» What needs to be done
Rewrite all of the items below with every "pavement" changed to "sidewalk" and nothing else altered. Leave the pictures out.

+ + + + +

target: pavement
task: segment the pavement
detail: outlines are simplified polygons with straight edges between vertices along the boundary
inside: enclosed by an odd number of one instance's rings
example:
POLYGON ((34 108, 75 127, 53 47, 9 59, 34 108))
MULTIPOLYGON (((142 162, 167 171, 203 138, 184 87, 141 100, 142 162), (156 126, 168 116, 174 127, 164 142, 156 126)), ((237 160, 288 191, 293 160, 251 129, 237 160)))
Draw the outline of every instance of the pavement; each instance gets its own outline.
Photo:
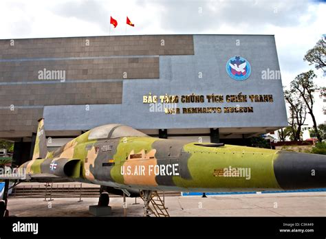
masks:
MULTIPOLYGON (((88 207, 97 198, 10 198, 8 209, 15 216, 92 216, 88 207)), ((142 216, 142 200, 127 198, 128 216, 142 216)), ((112 216, 123 216, 122 198, 110 198, 112 216)), ((171 216, 326 216, 326 192, 166 196, 171 216)))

+ + + + +

» Response for this exercise
target: sidewalk
task: segment the sidewalk
detail: outlines are simplified polygons with straight edges between vertices along the boundary
inside: enclosed by an odd number of one instance's rings
example:
POLYGON ((34 108, 75 127, 53 47, 9 59, 34 108))
MULTIPOLYGON (((142 162, 167 171, 203 138, 184 87, 141 100, 142 162), (156 126, 168 116, 174 127, 164 142, 156 126)), ((237 160, 288 191, 293 160, 251 129, 237 160)))
Draw the outline of every instance of the sidewalk; each instance gets its own outline.
Photo:
masks:
MULTIPOLYGON (((88 207, 97 198, 10 198, 8 209, 15 216, 92 216, 88 207)), ((142 216, 142 200, 127 198, 128 216, 142 216)), ((112 216, 123 216, 122 198, 110 198, 112 216)), ((171 216, 326 216, 326 192, 166 196, 171 216)))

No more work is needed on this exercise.